[Region annotation items]
##############################
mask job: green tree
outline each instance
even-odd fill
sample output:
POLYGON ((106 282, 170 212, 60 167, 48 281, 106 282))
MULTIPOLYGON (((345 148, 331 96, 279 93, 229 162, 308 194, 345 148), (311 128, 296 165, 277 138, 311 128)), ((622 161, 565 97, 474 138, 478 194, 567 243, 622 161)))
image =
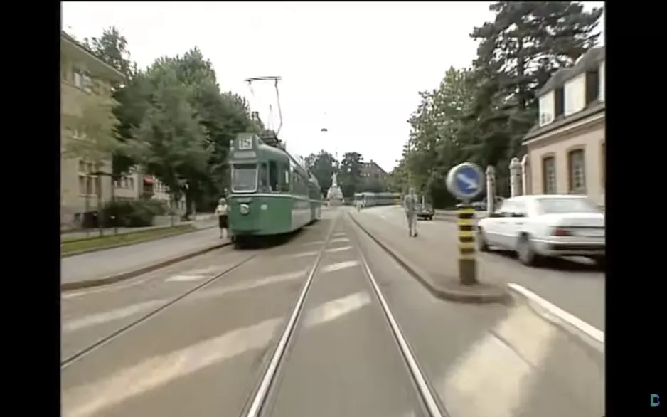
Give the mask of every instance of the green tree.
##############################
# [Task description]
Rewrite all the records, replacing "green tree" with "oak tree" and changing nothing else. Leave the pictures out of your answer.

# [Full solution]
mask job: oak tree
outline each instance
even-odd fill
sample output:
POLYGON ((106 282, 170 212, 60 167, 48 281, 106 282))
MULTIPOLYGON (((345 148, 331 96, 279 93, 229 162, 308 194, 345 148), (311 128, 296 165, 277 138, 311 128)), ((622 161, 565 97, 474 138, 478 194, 567 243, 622 161)))
image =
Give the mask of every instance of the oak tree.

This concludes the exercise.